__EXCERPTED PASSAGE__:
** START **
Although Sumlin’s probation had not been revoked as of the date of the sentencing
by the district court, the state court sentence had in fact been imposed and only the
execution of the sentence was suspended. Sumlin’s argument that the sentence was
“non-existing” or “un-imposed” is therefore inaccurate.

      Regardless of the characterization of the state sentence, our holding in United
States v. Mayotte, 
249 F.3d 797
(8th Cir. 2001), is dispositive of this issue. In
Mayotte, we stated:

      Neither the statute nor the Guidelines directly address whether the
      district court may impose a federal sentence to be served consecutively
      to a yet-to-be-imposed state sentence. They certainly do not prohibit it,
      however; and suggestive of the contrary, the statute encourages
      consecutive sentences when prison terms are imposed at different times,
      see 18 U.S.C. § 3584(a), ...

Id. at 799.
We recognize that in Mayotte, we relied upon 18 U.S.C. § 3584(a),
U.S.S.G. § 7B1.3, and its corresponding commentary note 4, to determine that the
district court has the authority to order a federal sentence to run consecutive to a state
sentence which was yet-to-be-imposed.
** END **
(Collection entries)
** START **
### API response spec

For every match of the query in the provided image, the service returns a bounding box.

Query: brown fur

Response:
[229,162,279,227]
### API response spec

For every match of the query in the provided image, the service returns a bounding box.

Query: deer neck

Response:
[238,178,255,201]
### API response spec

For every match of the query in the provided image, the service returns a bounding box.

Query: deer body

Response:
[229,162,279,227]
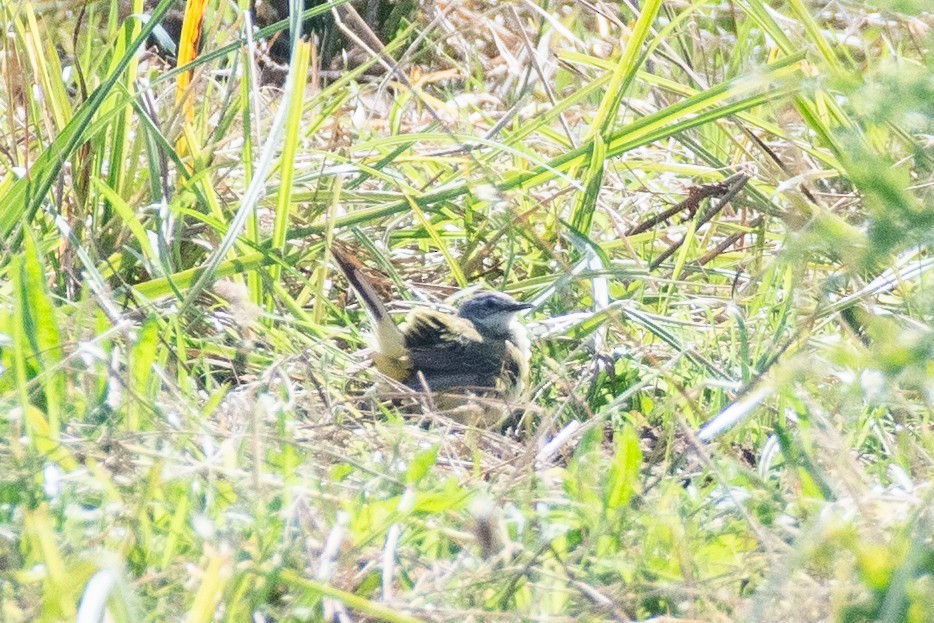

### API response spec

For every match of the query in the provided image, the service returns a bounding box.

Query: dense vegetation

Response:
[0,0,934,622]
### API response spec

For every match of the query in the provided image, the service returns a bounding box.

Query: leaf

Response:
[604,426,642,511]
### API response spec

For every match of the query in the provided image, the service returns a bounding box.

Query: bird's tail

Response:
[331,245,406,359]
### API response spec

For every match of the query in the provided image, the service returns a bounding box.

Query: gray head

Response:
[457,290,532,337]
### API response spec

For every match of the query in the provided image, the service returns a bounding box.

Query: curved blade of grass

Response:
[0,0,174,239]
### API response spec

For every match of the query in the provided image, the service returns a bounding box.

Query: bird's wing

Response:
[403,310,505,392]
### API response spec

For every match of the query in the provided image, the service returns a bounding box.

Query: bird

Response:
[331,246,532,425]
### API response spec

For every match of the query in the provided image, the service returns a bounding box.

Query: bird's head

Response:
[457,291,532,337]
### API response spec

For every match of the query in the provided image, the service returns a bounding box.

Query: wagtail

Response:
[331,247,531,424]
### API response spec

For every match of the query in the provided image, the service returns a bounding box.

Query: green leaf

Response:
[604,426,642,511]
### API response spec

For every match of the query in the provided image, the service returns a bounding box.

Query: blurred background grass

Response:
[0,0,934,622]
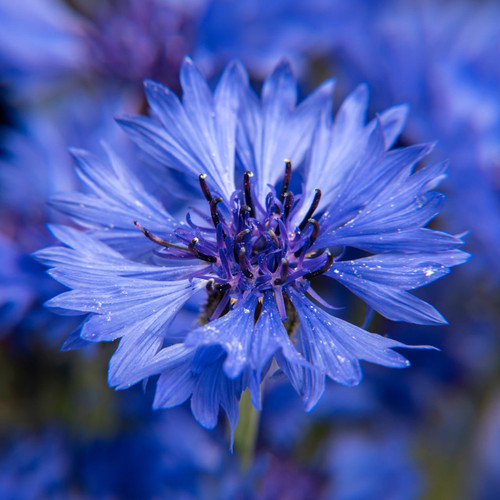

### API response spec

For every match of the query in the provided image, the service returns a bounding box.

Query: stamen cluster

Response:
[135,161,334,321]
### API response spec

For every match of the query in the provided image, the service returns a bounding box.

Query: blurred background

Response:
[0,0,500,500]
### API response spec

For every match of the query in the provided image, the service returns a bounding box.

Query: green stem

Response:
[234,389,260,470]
** END **
__DIRECTIONS FOR THIS TASK__:
Resume the court opinion on Sumlin's sentence, writing what comes next after its final sentence.

__RESULT OF THE TASK__:
Id. While the
applicable guideline in this
case is U.S.S.G. § 5G1.3(c) with its corresponding commentary note 6, the
commentary notes of the two guideline sections are similar in both content and the
guidance they provide. We, therefore, conclude that the holding in Mayotte is
applicable to this case. Thus, the authority to impose Sumlin’s federal sentences to
run consecutive to his state sentence fell within the broad discretion granted to the
district court. See 
id. (citing United
States v. Williams, 
46 F.3d 57
, 59 (10th Cir.),
cert. denied, 
516 U.S. 826
, 
116 S. Ct. 92
, 
133 L. Ed. 2d 48
(1995); United States v.
Ballard, 
6 F.3d 1502
, 1506 (11th Cir. 1993)).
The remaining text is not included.